→ Text section:
○ ○ ○ ○
# stihl weedeater wont prime



## nobrakes

I have several stihl weedeaters they are the newer ones zama carbs on them i have done everything i know to do i cant get them to prime changed fuel lines and filter rebuilt carb, changed gas cap, new primer ball it will crank with starting fluid but dies soon after it is building up pressure in the tank what else can i check


----------



## luckyvision

loosen the cap & try it. if it runs you've found the problem. now why on several Stihl weedeaters?


----------



## nobrakes

just got a few with the same kinda carbs rotary they belong to a customer and all three are doing the same thing ill check the cap when loose


----------



## nobrakes

it still wont prime i know the carb is clean been over it several times nothing seems to be clogged do these carbs need the welch plugs changed what else can go wrong usually dont go no further than new diaphram gaskets you know the regular stuff dont know a whole lot about the rotary carbs they seem to be pretty simple although they have no adjustments on them(sux) not to much there to get stopped up someone told me there is an ajustment screw where the throttle hooks up just a plate to me holding down the throttle took it all apart i could not see where to adjust anything dont know just open for suggestions thnx


----------



## geogrubb

I would suggest going to;
www.zamacarb.com
Select - Service/Aftermarket
Select - Technical Guide
Close to the bottom of the .pdf it covers the rotary carb.
Hope this helps. Have a good one. Geo


----------



## Dimark1009

I have rebuilt 2 stroke carbs for the past 2 years in my shop that I do as a side business. 

I have yet to get a rotary carburetor to work right , I've rebuilt them, cleaned them and adjusted the metering levers, they would never work. both the Zama's and the Walbro's. 

I have sat and read the service manuals on them several times, no help. 

If it's a rotary carb , I just buy a new one and be done with it. 

I know this dont help your problem , but dont feel bad, your not the only one having problems with them. 

Mark


----------



## 30yearTech

I would check or replace the high speed check valve, if it leaks the primer will not work and you will not be able to get the engine to run. They will start with a bad check valve, but as soon as you take the choke off, they will lean out and die.
○ ○ ○ ○
→ Objective A: In the weedeater thread, which part does the last reply suggest checking or replacing?
→ Objective B: Write the next post in the weedeater thread, following on from its final reply.
The data after this thread has no connection to it.
○ ○ ○ ○
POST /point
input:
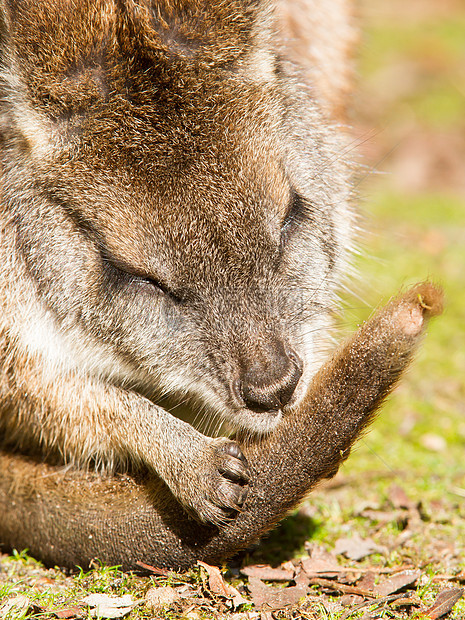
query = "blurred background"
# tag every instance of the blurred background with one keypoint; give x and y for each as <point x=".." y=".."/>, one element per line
<point x="409" y="122"/>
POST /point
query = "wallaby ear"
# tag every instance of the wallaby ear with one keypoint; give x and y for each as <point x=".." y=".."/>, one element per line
<point x="72" y="54"/>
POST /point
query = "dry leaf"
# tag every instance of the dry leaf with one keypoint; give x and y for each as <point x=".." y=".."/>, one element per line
<point x="444" y="603"/>
<point x="398" y="497"/>
<point x="273" y="596"/>
<point x="218" y="585"/>
<point x="70" y="612"/>
<point x="367" y="582"/>
<point x="106" y="606"/>
<point x="165" y="596"/>
<point x="20" y="604"/>
<point x="267" y="573"/>
<point x="356" y="548"/>
<point x="397" y="582"/>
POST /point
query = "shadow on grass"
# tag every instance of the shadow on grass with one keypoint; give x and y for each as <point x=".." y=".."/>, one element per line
<point x="283" y="543"/>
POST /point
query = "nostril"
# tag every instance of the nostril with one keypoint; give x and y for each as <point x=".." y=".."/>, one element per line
<point x="269" y="386"/>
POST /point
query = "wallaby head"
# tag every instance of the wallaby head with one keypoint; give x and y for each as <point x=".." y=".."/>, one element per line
<point x="179" y="204"/>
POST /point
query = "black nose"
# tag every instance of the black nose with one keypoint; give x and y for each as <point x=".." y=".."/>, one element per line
<point x="269" y="382"/>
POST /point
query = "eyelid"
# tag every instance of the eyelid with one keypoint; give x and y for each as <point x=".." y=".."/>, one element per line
<point x="136" y="275"/>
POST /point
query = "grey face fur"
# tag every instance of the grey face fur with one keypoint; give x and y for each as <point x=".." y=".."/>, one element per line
<point x="174" y="219"/>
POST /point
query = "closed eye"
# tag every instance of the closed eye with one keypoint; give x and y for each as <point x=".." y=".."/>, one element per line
<point x="122" y="274"/>
<point x="297" y="212"/>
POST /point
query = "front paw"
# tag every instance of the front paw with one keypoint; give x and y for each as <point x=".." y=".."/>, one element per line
<point x="214" y="489"/>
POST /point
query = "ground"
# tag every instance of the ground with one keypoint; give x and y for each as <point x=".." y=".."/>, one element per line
<point x="386" y="537"/>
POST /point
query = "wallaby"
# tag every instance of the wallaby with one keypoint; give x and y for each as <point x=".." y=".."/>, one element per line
<point x="175" y="225"/>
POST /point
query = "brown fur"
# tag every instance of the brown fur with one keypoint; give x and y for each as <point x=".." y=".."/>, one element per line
<point x="70" y="517"/>
<point x="174" y="225"/>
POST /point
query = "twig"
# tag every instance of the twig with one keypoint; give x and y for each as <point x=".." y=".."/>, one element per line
<point x="381" y="601"/>
<point x="342" y="587"/>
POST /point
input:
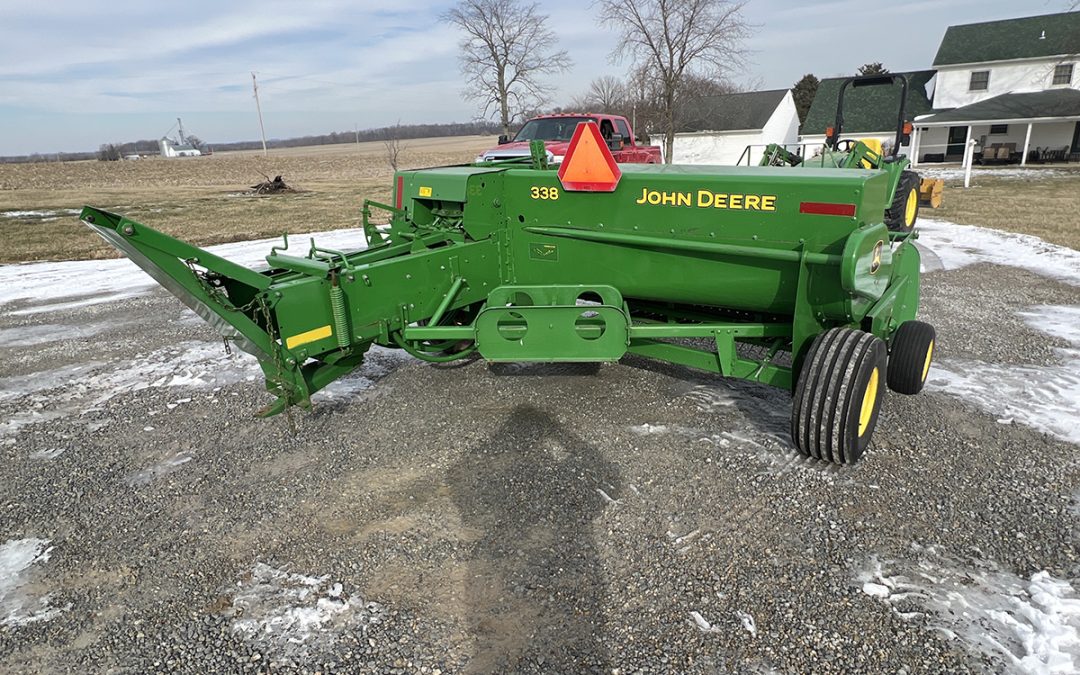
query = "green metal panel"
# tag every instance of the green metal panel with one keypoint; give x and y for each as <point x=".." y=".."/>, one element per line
<point x="500" y="259"/>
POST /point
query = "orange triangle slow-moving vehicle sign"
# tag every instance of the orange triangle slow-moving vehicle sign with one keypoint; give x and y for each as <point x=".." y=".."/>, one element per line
<point x="589" y="165"/>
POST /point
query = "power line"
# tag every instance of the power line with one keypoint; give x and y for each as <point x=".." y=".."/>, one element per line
<point x="255" y="86"/>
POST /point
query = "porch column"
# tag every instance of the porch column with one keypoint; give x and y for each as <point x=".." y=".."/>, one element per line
<point x="1027" y="143"/>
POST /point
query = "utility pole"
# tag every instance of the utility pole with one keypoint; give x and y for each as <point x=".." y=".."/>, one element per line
<point x="255" y="86"/>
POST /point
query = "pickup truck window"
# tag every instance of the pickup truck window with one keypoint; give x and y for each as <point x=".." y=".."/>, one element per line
<point x="550" y="129"/>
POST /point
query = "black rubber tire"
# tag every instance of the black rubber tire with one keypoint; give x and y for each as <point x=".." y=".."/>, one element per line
<point x="839" y="369"/>
<point x="895" y="216"/>
<point x="910" y="352"/>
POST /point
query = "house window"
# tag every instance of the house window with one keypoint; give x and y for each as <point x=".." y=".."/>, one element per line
<point x="1063" y="75"/>
<point x="980" y="81"/>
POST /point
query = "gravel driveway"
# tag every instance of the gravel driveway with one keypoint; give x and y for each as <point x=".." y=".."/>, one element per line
<point x="629" y="517"/>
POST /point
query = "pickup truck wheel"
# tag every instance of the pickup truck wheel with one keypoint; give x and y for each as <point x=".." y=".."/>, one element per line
<point x="910" y="352"/>
<point x="904" y="212"/>
<point x="838" y="395"/>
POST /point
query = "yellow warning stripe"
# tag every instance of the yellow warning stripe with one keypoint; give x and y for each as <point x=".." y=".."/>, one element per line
<point x="309" y="336"/>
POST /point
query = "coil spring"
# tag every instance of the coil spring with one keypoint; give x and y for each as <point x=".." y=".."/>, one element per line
<point x="340" y="316"/>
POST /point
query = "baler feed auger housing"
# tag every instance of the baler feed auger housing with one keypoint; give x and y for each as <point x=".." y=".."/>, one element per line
<point x="591" y="262"/>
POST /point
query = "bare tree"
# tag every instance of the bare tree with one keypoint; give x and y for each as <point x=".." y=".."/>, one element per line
<point x="505" y="54"/>
<point x="393" y="145"/>
<point x="607" y="93"/>
<point x="677" y="38"/>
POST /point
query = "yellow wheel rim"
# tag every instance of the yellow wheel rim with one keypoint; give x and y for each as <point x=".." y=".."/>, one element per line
<point x="926" y="364"/>
<point x="913" y="204"/>
<point x="869" y="399"/>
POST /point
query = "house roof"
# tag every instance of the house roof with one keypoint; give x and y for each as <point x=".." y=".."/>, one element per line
<point x="727" y="112"/>
<point x="1055" y="103"/>
<point x="1030" y="37"/>
<point x="868" y="109"/>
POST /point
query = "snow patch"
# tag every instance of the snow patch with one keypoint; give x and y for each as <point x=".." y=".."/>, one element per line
<point x="956" y="173"/>
<point x="48" y="454"/>
<point x="156" y="471"/>
<point x="959" y="245"/>
<point x="16" y="606"/>
<point x="40" y="215"/>
<point x="294" y="613"/>
<point x="747" y="622"/>
<point x="1033" y="623"/>
<point x="121" y="279"/>
<point x="647" y="429"/>
<point x="1044" y="397"/>
<point x="702" y="623"/>
<point x="42" y="334"/>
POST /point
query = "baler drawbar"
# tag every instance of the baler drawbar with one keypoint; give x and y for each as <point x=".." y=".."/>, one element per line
<point x="787" y="278"/>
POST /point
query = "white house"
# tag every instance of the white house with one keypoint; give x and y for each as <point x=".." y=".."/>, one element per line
<point x="181" y="147"/>
<point x="728" y="127"/>
<point x="1011" y="85"/>
<point x="868" y="111"/>
<point x="172" y="148"/>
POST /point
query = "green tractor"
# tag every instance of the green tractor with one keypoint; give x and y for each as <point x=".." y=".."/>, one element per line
<point x="866" y="153"/>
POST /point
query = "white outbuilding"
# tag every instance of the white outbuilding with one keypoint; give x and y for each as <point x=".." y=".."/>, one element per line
<point x="732" y="129"/>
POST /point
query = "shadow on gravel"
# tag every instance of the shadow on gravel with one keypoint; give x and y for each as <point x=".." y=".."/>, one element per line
<point x="535" y="586"/>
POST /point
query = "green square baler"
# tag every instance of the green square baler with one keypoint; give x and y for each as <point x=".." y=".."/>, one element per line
<point x="787" y="278"/>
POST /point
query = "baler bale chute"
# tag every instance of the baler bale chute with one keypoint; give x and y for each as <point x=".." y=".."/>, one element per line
<point x="906" y="190"/>
<point x="790" y="278"/>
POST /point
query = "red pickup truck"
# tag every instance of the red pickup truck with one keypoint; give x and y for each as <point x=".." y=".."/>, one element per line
<point x="556" y="130"/>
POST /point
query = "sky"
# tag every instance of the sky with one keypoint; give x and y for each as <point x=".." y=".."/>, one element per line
<point x="77" y="73"/>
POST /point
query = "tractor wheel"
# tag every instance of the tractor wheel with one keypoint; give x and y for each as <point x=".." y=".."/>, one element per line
<point x="838" y="395"/>
<point x="912" y="349"/>
<point x="903" y="213"/>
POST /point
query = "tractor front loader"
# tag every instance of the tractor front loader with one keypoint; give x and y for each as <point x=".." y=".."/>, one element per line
<point x="906" y="190"/>
<point x="791" y="277"/>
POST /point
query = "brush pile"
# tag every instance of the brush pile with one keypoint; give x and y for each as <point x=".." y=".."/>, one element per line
<point x="271" y="187"/>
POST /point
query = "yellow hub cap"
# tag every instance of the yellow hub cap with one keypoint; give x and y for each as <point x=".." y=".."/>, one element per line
<point x="869" y="399"/>
<point x="926" y="364"/>
<point x="913" y="203"/>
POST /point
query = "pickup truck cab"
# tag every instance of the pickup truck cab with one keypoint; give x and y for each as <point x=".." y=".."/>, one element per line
<point x="556" y="131"/>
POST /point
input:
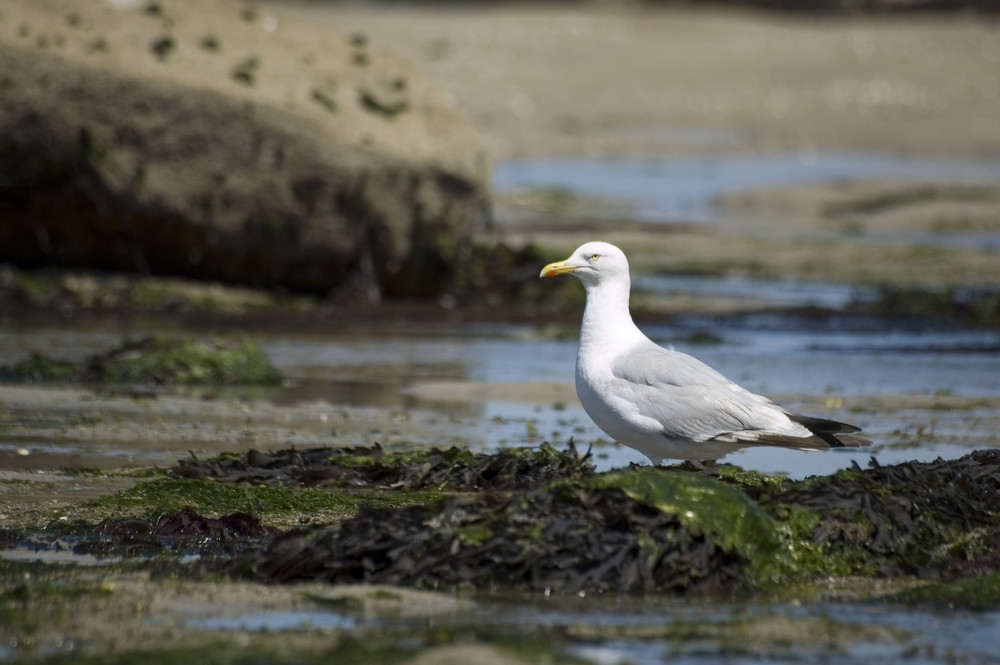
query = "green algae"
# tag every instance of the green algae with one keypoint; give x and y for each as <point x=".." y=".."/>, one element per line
<point x="157" y="360"/>
<point x="163" y="360"/>
<point x="724" y="512"/>
<point x="274" y="503"/>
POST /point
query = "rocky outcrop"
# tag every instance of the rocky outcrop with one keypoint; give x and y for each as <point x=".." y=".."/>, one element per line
<point x="216" y="141"/>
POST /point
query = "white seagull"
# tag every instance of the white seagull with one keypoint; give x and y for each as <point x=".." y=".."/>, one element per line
<point x="663" y="403"/>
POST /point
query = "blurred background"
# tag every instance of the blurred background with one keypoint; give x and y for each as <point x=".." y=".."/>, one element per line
<point x="809" y="194"/>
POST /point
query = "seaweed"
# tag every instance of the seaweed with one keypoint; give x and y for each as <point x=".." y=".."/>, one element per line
<point x="454" y="469"/>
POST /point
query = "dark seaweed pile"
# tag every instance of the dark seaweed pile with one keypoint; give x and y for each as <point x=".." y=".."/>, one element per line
<point x="184" y="532"/>
<point x="928" y="519"/>
<point x="563" y="540"/>
<point x="454" y="469"/>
○ ○ ○ ○
→ Right answer A: The high speed check valve.

→ Right answer B:
----------



## COMP

30yearTech said:


> I would check or replace the high speed check valve, if it leaks the primer will not work and you will not be able to get the engine to run. They will start with a bad check valve, but as soon as you take the choke off, they will lean out and die.


is that the governor (sp)


----------



## 30yearTech

COMP said:


> is that the governor (sp)


No, the high speed check valve in the carburetor prevents back pressure from the engine from entering the metering chamber of the carburetor. 2 cycle engines tend to have quite a bit of back pressure flow back out through the carburetors when they are running, if the pressure enters though the main jet and into the metering area of the carburetor, it will prevent fuel from flowing into the metering side and the engine will die.


----------



## COMP

30yearTech said:


> No, the high speed check valve in the carburetor prevents back pressure from the engine from entering the metering chamber of the carburetor. 2 cycle engines tend to have quite a bit of back pressure flow back out through the carburetors when they are running, if the pressure enters though the main jet and into the metering area of the carburetor, it will prevent fuel from flowing into the metering side and the engine will die.


i need to tare into a few more carbs i guess :thumbsup:


----------



## nobrakes

thanx for all the help i took carb apart one more time and looked it over real good the small oblong welch plug was missing put a new one in and put it all back together primed right runs like a champ appreciate the info


----------



## edsteeler

*What is a rotary carb.?*

I just started a short time ago tinkering with 2 cycle engines and I read messages about rotary carbs. and don't know for sure what they are.


----------



## COMP

edsteeler said:


> I just started a short time ago tinkering with 2 cycle engines and I read messages about rotary carbs. and don't know for sure what they are.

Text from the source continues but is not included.